データの内容:

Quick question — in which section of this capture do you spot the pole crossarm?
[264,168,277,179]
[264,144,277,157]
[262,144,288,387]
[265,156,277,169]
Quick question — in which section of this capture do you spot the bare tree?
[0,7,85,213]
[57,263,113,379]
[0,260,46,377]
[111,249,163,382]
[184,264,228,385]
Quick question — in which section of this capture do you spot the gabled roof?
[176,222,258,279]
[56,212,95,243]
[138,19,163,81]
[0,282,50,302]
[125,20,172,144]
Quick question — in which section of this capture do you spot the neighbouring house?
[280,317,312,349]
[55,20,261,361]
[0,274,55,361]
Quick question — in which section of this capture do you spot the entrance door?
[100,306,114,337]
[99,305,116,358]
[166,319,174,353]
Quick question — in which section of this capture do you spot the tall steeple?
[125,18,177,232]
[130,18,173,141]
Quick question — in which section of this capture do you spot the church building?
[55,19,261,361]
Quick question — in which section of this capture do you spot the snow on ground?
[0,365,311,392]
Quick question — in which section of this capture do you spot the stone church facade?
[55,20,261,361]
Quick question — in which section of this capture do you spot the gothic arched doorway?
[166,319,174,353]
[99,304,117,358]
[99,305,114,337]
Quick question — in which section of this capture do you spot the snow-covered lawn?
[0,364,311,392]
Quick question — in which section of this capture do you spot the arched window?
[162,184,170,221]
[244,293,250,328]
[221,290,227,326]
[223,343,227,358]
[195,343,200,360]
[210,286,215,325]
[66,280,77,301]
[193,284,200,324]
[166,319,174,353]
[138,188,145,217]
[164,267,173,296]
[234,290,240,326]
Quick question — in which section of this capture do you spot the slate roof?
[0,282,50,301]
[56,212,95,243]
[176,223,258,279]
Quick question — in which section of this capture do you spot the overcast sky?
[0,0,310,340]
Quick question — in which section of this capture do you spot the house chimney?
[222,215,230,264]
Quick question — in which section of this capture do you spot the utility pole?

やるべきこと: 上の行について、「the tall steeple?」を含む行から始めて「[0,364,311,392]」を含む行で終わるまでを、両端の行も含めてJSONの文字列リストとして出力してください。1行を1つの文字列とし、空行は入れないでください。

最終結果:
[
  "Quick question — in which section of this capture do you spot the tall steeple?",
  "[125,18,177,232]",
  "[130,18,173,141]",
  "Quick question — in which section of this capture do you spot the church building?",
  "[55,19,261,361]",
  "Quick question — in which section of this capture do you spot the snow on ground?",
  "[0,365,311,392]",
  "Quick question — in which section of this capture do you spot the stone church facade?",
  "[55,20,261,361]",
  "Quick question — in which section of this capture do you spot the gothic arched doorway?",
  "[166,319,174,353]",
  "[99,304,117,358]",
  "[99,305,114,337]",
  "Quick question — in which section of this capture do you spot the snow-covered lawn?",
  "[0,364,311,392]"
]